* [TASK DESCRIPTION]: Report each line from the listing that the string "pixel" appears in.

====================

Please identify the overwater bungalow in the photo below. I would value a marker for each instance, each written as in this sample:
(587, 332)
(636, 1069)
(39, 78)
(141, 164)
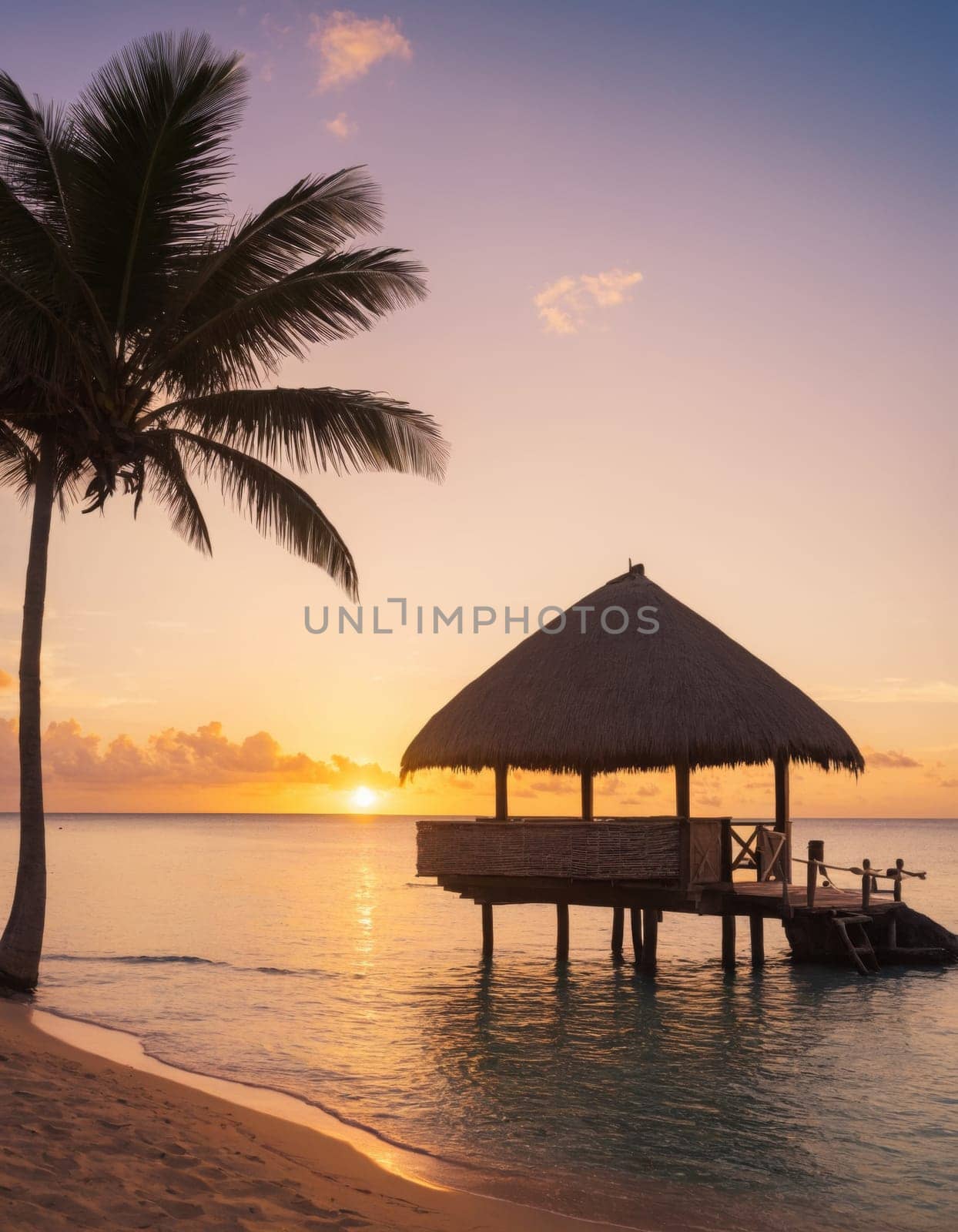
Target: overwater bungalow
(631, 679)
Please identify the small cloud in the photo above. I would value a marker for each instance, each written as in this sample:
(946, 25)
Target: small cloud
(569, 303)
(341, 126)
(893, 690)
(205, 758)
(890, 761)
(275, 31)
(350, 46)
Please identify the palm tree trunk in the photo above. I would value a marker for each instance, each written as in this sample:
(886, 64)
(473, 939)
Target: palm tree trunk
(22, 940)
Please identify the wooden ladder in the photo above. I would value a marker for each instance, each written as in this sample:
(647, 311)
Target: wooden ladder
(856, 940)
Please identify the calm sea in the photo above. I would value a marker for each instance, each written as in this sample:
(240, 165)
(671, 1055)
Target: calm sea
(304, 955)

====================

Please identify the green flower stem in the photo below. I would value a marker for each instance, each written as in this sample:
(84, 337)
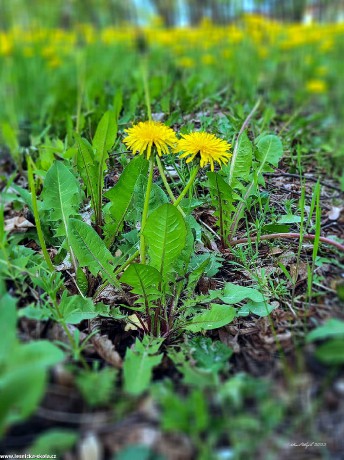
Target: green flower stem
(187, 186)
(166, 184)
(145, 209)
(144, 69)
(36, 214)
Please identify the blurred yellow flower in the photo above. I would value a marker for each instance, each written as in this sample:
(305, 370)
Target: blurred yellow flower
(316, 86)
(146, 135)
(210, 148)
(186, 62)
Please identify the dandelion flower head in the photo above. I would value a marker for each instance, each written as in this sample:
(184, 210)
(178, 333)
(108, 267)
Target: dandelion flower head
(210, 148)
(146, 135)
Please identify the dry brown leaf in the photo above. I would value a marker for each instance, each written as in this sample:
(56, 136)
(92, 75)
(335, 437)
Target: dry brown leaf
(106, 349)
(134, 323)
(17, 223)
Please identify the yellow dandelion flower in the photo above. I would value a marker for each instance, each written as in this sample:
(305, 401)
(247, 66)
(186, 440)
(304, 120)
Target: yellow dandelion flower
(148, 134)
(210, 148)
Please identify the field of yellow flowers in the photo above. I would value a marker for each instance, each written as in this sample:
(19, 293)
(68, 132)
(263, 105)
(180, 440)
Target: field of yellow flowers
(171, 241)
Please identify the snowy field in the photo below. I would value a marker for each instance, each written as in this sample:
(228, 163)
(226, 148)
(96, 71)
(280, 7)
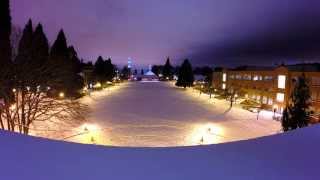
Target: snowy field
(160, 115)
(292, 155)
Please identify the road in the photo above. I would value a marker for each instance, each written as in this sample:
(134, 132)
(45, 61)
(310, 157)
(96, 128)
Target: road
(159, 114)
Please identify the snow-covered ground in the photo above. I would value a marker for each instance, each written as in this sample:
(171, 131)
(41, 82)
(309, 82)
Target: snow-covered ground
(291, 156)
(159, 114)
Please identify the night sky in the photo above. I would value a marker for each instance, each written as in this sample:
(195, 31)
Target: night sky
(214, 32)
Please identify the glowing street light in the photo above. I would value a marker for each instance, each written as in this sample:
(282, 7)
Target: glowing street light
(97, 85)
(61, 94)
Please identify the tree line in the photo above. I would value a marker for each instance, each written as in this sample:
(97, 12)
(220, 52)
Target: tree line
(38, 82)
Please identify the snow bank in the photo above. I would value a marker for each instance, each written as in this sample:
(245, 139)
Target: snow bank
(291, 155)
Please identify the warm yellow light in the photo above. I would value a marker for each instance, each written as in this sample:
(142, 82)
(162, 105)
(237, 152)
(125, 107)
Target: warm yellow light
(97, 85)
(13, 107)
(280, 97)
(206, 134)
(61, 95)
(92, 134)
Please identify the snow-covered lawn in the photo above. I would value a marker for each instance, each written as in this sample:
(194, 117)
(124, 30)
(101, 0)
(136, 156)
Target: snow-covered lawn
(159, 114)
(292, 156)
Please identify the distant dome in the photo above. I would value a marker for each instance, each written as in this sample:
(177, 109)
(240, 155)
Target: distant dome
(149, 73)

====================

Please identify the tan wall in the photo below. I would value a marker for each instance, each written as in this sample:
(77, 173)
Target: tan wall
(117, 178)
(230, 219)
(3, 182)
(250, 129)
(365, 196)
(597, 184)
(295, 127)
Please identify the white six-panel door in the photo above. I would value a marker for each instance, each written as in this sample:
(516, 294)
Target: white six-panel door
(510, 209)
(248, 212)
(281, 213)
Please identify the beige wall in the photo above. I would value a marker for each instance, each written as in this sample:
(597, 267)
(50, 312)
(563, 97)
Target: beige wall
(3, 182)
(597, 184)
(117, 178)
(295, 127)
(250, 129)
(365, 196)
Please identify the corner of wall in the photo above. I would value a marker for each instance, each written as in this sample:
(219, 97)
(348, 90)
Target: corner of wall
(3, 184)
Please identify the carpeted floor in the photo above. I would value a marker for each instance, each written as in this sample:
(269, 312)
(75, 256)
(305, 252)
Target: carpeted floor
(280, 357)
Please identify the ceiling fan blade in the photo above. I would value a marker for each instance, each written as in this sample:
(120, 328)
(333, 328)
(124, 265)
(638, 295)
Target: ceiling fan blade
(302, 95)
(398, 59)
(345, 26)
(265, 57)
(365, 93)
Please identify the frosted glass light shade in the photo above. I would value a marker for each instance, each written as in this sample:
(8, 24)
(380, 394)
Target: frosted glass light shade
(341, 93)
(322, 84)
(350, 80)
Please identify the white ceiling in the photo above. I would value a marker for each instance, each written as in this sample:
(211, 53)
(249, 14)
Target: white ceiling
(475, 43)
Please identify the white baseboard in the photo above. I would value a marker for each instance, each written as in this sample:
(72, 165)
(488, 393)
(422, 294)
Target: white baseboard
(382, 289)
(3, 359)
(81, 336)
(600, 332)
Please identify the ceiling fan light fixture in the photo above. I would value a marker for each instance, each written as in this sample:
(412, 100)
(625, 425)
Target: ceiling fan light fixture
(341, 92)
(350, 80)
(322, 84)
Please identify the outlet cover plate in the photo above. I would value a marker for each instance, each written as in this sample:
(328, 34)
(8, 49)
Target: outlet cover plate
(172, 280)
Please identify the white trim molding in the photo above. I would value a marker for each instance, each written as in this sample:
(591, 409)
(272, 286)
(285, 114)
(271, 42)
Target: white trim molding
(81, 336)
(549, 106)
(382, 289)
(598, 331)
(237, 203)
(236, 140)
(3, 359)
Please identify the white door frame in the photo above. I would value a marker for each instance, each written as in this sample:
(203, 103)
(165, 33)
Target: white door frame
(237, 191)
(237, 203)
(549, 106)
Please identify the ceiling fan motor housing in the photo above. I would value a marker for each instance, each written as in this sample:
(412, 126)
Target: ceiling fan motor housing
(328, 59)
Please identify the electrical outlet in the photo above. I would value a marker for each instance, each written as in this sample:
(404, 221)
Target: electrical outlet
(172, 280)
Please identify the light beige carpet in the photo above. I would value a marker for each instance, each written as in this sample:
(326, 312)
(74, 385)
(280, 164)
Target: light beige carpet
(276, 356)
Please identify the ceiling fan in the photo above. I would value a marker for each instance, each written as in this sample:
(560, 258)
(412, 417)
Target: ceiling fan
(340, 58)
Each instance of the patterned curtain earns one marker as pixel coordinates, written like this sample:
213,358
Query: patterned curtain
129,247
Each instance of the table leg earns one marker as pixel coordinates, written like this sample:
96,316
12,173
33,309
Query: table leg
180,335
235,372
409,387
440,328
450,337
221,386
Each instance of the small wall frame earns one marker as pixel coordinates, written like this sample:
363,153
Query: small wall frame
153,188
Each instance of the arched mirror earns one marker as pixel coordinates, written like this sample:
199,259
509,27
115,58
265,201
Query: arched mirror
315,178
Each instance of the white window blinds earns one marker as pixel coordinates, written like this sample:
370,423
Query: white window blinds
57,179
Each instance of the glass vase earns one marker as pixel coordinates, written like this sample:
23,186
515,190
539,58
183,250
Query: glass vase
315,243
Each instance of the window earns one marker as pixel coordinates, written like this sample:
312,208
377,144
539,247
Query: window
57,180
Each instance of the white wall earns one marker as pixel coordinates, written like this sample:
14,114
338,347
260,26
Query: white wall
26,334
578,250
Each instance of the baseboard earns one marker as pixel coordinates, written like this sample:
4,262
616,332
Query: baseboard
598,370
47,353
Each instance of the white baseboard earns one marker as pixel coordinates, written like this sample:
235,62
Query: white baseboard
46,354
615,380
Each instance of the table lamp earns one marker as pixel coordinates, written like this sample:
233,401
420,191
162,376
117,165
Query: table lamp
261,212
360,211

====================

* [EXERCISE RESPONSE]:
Each instance of the patterned curtain earns one marker as pixel coordinates, written like this sample:
Each instance of the table leg earns one marker as pixel coordinates, written like this sample:
Each instance of the small wall frame earns one marker as pixel coordinates, written like this sample:
Each instance of the arched mirror earns one marker as pixel coordinates, written like this sample:
Each instance of the white window blinds earns one marker as pixel coordinates, written like this sample:
Each instance of the glass vase earns one marker as pixel coordinates, written like this sample:
Each instance of the window earns one marker as pixel coordinates, written like this sample:
Each instance of the white wall earns one marker as pixel coordinates, written like this sample:
Each instance of the baseboard earns one marker as pixel coordinates, written like this sample:
Each instance of the white baseboard earns one marker as pixel coordinates, written like this sample:
Each instance of the table lamp earns one marker as pixel coordinates, written like this sample:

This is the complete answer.